──────── Supplied entries
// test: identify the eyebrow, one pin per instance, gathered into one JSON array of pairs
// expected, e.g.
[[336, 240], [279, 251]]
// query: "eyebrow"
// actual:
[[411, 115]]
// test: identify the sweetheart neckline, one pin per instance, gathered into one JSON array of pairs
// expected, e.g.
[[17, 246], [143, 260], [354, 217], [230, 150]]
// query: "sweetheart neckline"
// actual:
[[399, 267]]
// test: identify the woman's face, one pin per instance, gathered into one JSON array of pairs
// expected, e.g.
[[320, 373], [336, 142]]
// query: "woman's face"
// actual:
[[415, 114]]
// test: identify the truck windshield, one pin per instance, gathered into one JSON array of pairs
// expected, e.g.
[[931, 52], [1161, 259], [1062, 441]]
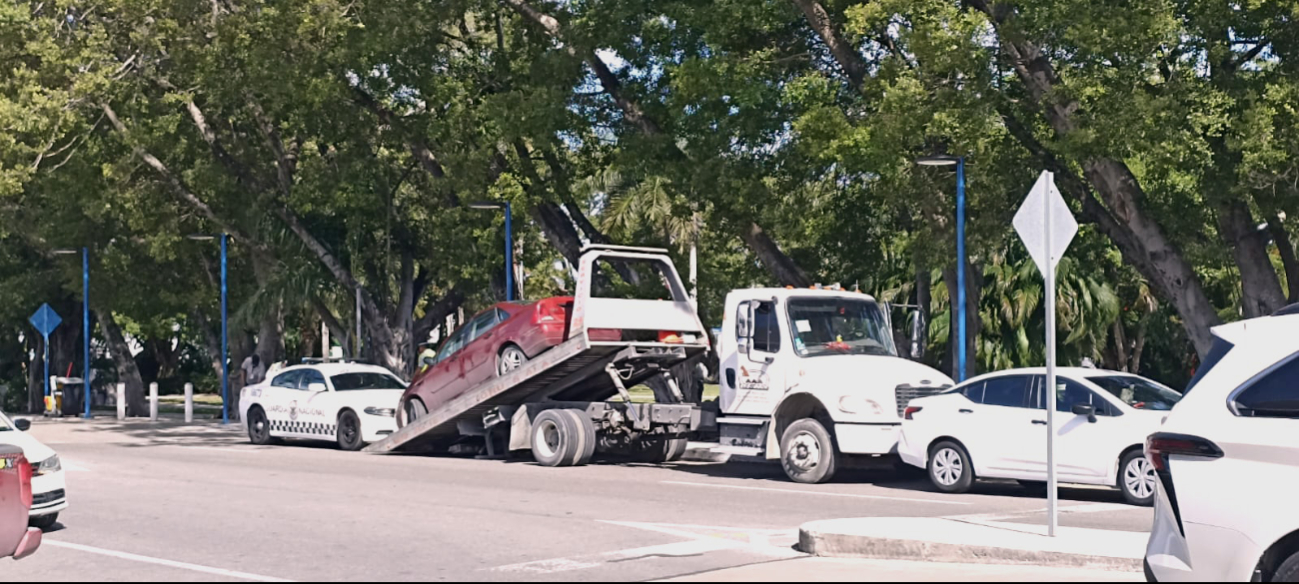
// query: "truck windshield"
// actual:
[[839, 326]]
────────────────
*Exercise directions:* Output every line of the listing above as a numbered list, skipping blank lines and omitting the pictures.

*The output:*
1. // test: identify the eyebrow, one pin per instance, gathered into one JSON array of pairs
2. // expected, e.g.
3. [[336, 240], [279, 251]]
4. // query: "eyebrow"
5. // actual:
6. [[411, 115]]
7. // test: identify the sweetheart neckline, one pin per instance, gathered into one JSON array of pairs
8. // expected, e.g.
9. [[17, 246], [143, 260], [354, 217], [230, 150]]
10. // query: "sweetheart neckline"
11. // actual:
12. [[399, 267]]
13. // test: identify the woman's face, one pin per instance, gathered into one JSON array of pairs
14. // expected, e.g.
15. [[320, 373], [336, 142]]
16. // query: "woman's face"
17. // actual:
18. [[415, 114]]
19. // test: identify the truck windshield, one pin per instance, gathered into one JSON array of pairs
20. // expected, e.g.
21. [[931, 52], [1161, 259], [1062, 441]]
22. // query: "truck windshield"
23. // actual:
24. [[839, 326]]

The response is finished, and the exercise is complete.